### Извлечённый текст:
----------------

Мы уже говорили о грандиозной, с успехом продолжающейся... и по настоящее время мистификации, связанной с бытованием (будто бы!) слова "пироскаф" на ранних этапах истории этой технической реалии. О статье под этим названием, внесенной французским писателем Ш.Нодье в новое издание "Универсального словаря французского языка", появившееся в 1834 году, и утвердившей легенду о бытовании этого слова в общем употреблении.
Так вот. Мистифицирующая читателей словаря статья эта, как мы (кажется... впервые с ее появления) обратили внимание, несла в самой же себе... свое разоблачение. "Пироскаф" определялся в ней как "паровое судно без трубы". То есть - нонсенс, абсурд! Если бы не было этой трубы, то пассажирам таких пароходов не пришлось бы дожидаться взрыва пароходного котла или столкновения на полных парах с другим судном: они бы, в скором времени после отплытия, все поголовно... задохнулись в густых клубах дыма, валящих из пароходной топки!

----------------

### Цель задания:
Ответьте на вопросы по тексту о слове «пироскаф»:
1. Какой писатель внёс статью «Пироскаф» в новое издание «Универсального словаря французского языка»?
2. В каком году появилось это издание словаря?
3. Как в этой статье определялся «пироскаф»?

### Записанные данные:
----------------

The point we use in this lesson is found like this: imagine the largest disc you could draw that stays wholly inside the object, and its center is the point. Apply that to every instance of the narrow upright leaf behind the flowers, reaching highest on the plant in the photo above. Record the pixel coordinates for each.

----------------

### Ответ на задание:
1. Французский писатель Ш. Нодье.
2. В 1834 году.
3. Как «паровое судно без трубы».